*Work instruction:* At the line containing "Draw a tight box around the tram track.", begin retyping, and stop after the last line of the data; add nothing.

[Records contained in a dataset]
--- START ---

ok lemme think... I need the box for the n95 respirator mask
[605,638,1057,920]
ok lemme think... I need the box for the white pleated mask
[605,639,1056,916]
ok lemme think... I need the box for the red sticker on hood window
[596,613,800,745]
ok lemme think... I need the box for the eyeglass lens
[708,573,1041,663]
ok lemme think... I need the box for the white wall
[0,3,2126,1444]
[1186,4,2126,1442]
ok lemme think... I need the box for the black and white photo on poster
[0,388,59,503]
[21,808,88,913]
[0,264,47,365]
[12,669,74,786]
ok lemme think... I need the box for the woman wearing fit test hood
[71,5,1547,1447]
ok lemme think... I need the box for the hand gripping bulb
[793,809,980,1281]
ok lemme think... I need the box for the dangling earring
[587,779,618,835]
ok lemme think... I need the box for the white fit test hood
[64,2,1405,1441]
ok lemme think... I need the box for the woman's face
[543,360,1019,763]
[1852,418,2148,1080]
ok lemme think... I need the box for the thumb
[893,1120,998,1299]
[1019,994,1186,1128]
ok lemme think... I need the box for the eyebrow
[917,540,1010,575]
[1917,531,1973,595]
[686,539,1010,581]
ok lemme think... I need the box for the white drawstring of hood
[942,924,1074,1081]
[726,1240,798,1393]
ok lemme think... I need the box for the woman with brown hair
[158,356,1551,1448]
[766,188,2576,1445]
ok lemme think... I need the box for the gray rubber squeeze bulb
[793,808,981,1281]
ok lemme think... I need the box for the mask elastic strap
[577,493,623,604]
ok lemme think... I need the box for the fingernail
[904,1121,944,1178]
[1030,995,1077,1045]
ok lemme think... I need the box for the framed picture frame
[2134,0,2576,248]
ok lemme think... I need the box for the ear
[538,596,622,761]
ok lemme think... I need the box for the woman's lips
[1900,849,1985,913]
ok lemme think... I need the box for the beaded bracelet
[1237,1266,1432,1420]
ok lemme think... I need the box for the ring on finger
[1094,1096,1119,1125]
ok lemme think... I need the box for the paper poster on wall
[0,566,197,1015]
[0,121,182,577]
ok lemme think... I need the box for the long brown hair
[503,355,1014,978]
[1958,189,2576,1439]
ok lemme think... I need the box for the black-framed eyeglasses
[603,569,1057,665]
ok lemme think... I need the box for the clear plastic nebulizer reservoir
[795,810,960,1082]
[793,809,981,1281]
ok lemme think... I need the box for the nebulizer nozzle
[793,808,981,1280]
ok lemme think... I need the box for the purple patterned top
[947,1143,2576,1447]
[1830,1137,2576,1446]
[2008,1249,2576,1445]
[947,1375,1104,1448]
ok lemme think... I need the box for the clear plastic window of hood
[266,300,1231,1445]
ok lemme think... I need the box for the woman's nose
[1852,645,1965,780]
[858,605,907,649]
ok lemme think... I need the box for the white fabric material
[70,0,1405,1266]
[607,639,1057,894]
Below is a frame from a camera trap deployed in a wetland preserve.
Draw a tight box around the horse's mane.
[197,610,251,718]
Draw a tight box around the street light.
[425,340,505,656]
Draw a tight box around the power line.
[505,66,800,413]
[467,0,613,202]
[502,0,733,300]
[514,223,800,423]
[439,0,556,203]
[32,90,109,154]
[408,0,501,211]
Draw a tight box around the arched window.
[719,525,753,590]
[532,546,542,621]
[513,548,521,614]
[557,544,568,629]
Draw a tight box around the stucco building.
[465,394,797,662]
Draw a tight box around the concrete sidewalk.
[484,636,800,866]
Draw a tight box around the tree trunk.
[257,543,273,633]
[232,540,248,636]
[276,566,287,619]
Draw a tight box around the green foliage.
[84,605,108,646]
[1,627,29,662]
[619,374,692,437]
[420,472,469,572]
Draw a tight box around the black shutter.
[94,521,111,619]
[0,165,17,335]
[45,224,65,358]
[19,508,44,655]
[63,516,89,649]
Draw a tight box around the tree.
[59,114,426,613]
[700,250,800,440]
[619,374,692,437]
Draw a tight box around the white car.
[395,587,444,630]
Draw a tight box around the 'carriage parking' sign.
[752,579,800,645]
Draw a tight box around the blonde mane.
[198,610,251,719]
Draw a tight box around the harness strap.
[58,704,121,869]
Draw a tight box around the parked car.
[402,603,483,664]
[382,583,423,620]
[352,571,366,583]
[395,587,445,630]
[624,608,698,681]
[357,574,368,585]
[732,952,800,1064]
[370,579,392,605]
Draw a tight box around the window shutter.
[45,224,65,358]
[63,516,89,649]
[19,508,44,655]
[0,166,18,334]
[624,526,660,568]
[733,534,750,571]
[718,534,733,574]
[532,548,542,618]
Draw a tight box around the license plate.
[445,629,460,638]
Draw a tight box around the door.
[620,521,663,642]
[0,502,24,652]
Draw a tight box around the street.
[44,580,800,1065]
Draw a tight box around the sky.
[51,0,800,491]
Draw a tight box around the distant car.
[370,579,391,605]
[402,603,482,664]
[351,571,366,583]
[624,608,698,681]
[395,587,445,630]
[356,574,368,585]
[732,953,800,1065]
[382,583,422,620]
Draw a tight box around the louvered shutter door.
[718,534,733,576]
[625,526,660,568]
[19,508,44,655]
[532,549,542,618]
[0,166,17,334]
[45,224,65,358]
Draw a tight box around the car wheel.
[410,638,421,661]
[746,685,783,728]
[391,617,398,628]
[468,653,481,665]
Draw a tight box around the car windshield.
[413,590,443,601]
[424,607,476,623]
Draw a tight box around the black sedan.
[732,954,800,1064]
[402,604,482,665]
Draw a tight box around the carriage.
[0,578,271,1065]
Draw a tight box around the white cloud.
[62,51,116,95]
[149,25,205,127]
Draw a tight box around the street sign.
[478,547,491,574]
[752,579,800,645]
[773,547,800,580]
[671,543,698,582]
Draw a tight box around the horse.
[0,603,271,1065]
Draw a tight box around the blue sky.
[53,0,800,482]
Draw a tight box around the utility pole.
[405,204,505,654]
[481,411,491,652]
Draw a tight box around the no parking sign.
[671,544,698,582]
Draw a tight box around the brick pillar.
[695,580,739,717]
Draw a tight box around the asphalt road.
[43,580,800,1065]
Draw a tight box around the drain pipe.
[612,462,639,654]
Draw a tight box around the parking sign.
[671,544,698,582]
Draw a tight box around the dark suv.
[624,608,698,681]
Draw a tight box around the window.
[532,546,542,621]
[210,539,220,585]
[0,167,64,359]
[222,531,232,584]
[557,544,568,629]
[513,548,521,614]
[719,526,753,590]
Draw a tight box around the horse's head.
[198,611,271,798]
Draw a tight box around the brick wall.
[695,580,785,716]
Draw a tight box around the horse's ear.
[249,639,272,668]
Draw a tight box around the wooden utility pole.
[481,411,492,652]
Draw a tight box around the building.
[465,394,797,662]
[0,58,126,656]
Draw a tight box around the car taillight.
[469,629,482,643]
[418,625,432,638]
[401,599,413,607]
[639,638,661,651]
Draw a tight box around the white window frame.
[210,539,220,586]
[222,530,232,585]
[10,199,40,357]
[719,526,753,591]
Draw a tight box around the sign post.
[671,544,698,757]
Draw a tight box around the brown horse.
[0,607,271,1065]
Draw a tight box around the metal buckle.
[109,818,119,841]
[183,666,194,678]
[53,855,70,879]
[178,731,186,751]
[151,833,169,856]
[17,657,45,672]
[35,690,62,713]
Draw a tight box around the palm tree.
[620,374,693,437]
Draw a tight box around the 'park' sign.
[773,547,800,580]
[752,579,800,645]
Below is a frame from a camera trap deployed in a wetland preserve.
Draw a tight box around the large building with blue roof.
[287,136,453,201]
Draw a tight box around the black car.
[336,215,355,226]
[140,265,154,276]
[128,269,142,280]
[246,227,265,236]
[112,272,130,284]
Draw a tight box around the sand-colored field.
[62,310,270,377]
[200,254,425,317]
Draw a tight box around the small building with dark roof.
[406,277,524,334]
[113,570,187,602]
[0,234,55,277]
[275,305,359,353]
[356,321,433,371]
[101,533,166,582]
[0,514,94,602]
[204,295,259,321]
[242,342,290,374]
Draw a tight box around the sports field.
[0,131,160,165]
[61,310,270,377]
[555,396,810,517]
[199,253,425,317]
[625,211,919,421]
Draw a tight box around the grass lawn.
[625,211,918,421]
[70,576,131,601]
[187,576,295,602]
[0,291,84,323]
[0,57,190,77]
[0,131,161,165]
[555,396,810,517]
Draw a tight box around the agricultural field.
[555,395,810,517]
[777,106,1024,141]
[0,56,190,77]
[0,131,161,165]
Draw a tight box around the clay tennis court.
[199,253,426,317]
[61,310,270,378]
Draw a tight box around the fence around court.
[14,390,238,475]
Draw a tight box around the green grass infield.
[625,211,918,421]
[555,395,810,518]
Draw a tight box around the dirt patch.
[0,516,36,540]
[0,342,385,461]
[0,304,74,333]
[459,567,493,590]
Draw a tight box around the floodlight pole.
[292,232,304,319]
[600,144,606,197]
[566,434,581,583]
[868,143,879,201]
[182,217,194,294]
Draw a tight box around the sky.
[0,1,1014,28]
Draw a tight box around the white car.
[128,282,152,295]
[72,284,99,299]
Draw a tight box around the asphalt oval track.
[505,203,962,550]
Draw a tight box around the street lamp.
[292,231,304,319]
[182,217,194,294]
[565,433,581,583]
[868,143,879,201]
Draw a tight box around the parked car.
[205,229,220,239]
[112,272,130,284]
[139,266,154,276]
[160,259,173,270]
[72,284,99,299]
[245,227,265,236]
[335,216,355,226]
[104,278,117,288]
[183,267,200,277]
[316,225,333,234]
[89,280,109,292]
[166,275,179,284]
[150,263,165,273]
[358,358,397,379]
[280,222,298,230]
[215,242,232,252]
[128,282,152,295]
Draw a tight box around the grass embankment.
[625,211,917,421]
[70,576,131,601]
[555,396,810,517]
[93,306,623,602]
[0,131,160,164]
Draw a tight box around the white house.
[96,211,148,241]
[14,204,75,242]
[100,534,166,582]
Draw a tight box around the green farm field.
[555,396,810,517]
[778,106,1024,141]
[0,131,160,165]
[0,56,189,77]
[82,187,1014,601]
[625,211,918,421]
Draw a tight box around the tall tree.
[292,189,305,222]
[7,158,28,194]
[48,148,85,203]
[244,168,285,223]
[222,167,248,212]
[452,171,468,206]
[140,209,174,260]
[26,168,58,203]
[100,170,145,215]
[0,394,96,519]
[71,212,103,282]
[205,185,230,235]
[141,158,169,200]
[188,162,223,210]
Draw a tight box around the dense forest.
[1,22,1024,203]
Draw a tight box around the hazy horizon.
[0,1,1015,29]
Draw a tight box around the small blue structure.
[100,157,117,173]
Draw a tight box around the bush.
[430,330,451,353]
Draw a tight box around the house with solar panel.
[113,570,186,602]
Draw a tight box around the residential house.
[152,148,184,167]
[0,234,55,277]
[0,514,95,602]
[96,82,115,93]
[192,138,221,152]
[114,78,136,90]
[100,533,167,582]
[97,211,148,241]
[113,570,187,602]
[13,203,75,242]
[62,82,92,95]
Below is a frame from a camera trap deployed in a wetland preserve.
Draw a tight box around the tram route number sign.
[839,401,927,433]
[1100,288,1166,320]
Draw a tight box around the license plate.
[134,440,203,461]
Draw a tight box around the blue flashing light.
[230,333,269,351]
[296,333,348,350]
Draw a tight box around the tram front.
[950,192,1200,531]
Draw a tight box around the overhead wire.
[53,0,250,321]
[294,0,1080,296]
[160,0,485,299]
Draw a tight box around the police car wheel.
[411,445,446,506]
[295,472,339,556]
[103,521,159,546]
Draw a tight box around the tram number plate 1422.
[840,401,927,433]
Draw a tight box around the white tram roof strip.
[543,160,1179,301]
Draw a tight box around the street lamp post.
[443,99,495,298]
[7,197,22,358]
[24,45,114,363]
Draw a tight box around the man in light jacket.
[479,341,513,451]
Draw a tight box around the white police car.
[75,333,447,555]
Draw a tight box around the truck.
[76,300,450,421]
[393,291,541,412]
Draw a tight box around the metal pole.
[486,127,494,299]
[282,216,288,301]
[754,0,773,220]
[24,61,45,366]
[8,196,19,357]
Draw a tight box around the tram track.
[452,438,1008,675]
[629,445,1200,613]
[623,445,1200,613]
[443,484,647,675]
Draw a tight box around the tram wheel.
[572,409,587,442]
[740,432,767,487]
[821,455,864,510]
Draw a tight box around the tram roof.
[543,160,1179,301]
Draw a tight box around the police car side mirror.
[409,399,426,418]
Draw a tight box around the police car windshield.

--- END ---

*Response:*
Draw a tight box around the tram track.
[452,438,1008,675]
[629,445,1200,613]
[623,445,1200,613]
[443,484,647,675]
Draw a tight box around the tram wheel.
[572,409,587,442]
[740,432,767,487]
[821,455,864,510]
Draw a tight box around the tram roof.
[543,160,1179,301]
Draw a tight box around the police car side mirror.
[409,399,426,418]
Draw a tight box around the police car windshield.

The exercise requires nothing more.